Collection entries:

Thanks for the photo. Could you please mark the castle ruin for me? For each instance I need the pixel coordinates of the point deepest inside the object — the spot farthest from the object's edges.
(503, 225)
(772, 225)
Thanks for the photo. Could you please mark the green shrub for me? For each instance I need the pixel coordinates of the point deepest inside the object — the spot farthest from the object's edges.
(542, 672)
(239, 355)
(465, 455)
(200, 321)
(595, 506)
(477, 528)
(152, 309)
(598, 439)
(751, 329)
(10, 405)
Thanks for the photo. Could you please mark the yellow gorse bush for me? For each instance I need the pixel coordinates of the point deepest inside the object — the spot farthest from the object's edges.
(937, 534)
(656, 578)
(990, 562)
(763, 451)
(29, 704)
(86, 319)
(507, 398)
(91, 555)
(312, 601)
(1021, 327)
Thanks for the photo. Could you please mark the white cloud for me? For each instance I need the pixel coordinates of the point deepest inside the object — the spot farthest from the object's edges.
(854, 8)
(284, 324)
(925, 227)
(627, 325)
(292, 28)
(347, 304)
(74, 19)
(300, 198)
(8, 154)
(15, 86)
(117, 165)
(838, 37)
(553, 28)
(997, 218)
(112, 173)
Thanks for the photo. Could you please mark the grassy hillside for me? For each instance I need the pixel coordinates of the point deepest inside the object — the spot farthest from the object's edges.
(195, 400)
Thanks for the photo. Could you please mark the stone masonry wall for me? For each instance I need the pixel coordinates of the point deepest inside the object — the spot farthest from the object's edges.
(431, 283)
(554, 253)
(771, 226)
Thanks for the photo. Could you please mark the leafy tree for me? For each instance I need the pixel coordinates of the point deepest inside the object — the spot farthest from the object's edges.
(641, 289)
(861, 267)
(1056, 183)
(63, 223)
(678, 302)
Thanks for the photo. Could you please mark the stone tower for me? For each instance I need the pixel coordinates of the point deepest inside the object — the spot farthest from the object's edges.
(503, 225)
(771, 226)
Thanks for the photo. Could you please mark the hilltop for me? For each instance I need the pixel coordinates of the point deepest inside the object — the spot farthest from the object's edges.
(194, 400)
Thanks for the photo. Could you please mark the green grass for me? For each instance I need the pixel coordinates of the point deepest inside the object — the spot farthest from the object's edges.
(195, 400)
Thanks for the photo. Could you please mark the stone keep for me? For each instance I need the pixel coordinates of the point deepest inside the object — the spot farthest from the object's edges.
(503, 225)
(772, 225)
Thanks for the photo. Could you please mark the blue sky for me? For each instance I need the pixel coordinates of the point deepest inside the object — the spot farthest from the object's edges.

## Given instruction
Quote every one of the records above word for word, keeping their original order.

## Answer for this exercise
Thanks for the photo. Could you please mark the castle ruin for me? For each instance I need the pixel coordinates of the point deepest inside the object — the spot farthest from the object's edges.
(503, 225)
(772, 225)
Thanks for the photo. Could you please mark the green shrub for me? For each instance I need the pixel coordinates of the point deepest inside the object — the spot farthest from the object's edges.
(542, 672)
(239, 355)
(465, 455)
(200, 321)
(595, 506)
(477, 528)
(152, 309)
(598, 439)
(751, 329)
(10, 405)
Thanks for the photo. Could you please mark the yellow gorse bush for me? For each instance I need the pixel coordinates of the point deepest inside the object — the spot farthest from the object's edges.
(937, 534)
(656, 578)
(990, 562)
(763, 451)
(29, 704)
(86, 319)
(507, 398)
(91, 555)
(312, 601)
(1021, 327)
Thanks for the photo. Could you please mark the white cloud for me? For each instance I need the pixel coordinates of the point deepest inside the object — the spot farthest from the object's edges.
(854, 8)
(284, 324)
(925, 227)
(627, 325)
(292, 28)
(347, 304)
(74, 19)
(300, 198)
(8, 154)
(15, 86)
(117, 165)
(838, 37)
(553, 28)
(997, 218)
(112, 173)
Thanks for the photo. Could you please mark the grassy hillside for me? For each instance I need the pixel coordinates of the point deepest inside the object — the spot farthest from the object's edges.
(195, 400)
Thanks for the photo. Could you please mark the stone masonry wall for me? For each instance I need the pixel coordinates of the point deepest inside the object — the spot farthest from the object's edges.
(431, 283)
(554, 253)
(771, 226)
Thanks for the photo. Could you please mark the leafy tree for me? For each instance I need the pixel coordinates of the point deepest inside the object — the spot farthest from the object's edges.
(641, 289)
(861, 267)
(1056, 183)
(63, 223)
(678, 302)
Thanks for the photo. Could you please mark the stone tower for me? For each instance I need the pixel coordinates of the point deepest inside the object — the spot farthest from the object's edges.
(503, 225)
(771, 226)
Thanks for the photo. Could you please mark the hilltop for me? For each instance I need the pixel coordinates of the point deepest inside the object — the spot farthest from the object's edges.
(194, 400)
Thanks for the photo. Could you please mark the green grass for me? For each instance I need the pixel coordinates of the point deepest inside the object — the spot farthest from the object's edges.
(195, 400)
Thanks for the photo. Could you please mark the stone keep for me? For each instance I need the pixel coordinates of the point deepest inside the object — the spot farthest from the object's edges.
(503, 225)
(772, 225)
Thanks for the photo. Could you please mark the blue sky for me? For each instance I need the pixel coordinates of the point deepest inside the object — the spot farthest from the object's edges.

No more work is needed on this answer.